* YOUR TASKS *
(a) In the news passage about the CDC and the vaccine timeline, when did Redfield estimate the shot would be broadly available to most of the U.S. population?
(b) Write the next few sentences of the news passage about the CDC and the vaccine timeline, picking up after its final quotation.

* TEXT PASSAGE *
════════════════

He said he was “deeply saddened” by Caputo’s accusations that CDC staff were working as a “resistance unit” against the administration.

Sen. Patty Murray of Washington, the committee’s top Democrat, said political interference had damaged public trust in the government’s health information .

“The Trump administration needs to leave the science to the scientists immediately,” Murray said.

Although Trump asserted Tuesday that a vaccine could be three to four weeks away, Redfield, made clear to Congress that any version available this year would be in “very limited supply.” The shot wouldn’t be broadly available to most of the U.S. population until the summer of 2021, he estimated.

Trump’s press secretary, Kayleigh McEnany, quickly repeated the president’s version at the White House: “We do believe that it will be widely available by the end of the year.”

════════════════

* INFORMATION SHOWN *
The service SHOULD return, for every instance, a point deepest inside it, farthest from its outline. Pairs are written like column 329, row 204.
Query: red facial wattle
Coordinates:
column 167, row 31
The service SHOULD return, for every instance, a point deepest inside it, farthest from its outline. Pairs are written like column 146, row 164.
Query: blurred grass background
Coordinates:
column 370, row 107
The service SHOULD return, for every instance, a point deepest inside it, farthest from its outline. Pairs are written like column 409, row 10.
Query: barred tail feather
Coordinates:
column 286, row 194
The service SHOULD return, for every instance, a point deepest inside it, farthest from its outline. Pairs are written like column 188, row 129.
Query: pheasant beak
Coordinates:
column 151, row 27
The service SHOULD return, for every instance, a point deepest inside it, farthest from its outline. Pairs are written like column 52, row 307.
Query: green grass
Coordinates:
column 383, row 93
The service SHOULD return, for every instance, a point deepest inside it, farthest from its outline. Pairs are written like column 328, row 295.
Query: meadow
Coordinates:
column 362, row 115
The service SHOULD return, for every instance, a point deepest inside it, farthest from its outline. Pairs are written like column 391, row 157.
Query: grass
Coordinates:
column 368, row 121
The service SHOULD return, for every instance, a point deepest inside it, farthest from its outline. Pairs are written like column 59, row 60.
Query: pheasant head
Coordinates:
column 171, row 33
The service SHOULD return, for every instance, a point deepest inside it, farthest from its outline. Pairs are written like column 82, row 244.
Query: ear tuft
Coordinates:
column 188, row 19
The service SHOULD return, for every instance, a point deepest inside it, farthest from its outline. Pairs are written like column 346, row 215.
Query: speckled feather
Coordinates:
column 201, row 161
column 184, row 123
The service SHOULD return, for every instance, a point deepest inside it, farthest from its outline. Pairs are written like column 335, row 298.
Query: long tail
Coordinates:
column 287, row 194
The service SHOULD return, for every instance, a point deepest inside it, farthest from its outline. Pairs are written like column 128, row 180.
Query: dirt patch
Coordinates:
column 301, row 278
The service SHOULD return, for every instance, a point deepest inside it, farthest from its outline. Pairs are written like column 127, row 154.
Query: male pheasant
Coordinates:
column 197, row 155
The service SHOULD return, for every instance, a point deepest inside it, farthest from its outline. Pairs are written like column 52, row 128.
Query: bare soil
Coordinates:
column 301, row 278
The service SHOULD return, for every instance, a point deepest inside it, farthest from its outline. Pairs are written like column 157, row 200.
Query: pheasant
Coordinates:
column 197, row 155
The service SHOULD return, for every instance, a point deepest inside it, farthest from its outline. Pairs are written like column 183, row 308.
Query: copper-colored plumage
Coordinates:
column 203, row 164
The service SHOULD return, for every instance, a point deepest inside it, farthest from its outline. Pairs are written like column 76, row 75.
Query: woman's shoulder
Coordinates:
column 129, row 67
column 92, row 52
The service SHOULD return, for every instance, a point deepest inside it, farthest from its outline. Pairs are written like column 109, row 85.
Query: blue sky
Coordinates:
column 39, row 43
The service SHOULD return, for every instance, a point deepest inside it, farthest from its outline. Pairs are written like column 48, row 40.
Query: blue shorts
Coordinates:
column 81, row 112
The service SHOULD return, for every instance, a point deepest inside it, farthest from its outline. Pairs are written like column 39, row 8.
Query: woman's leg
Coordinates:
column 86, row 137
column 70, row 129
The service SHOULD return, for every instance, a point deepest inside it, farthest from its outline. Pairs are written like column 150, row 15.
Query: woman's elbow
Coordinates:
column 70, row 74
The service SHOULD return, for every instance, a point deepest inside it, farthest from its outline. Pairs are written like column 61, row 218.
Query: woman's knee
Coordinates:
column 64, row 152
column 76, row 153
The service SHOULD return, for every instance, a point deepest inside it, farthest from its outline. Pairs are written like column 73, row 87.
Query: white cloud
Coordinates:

════════════════

* ANSWERS BY ITEM *
(a) By the summer of 2021.

(b)
As for the planned vaccine campaign, the CDC playbook for states says it is “much larger in scope and complexity than seasonal influenza or other previous outbreak-related vaccination responses.” Redfield said that his agency will be working with state health officials to execute the vaccination plan in coming days.

Among the highlights of the plan:

— For most vaccines, people will need two doses, 21 to 28 days apart. Double-dose vaccines will have to come from the same drugmaker. There could be several vaccines from different manufacturers approved and available.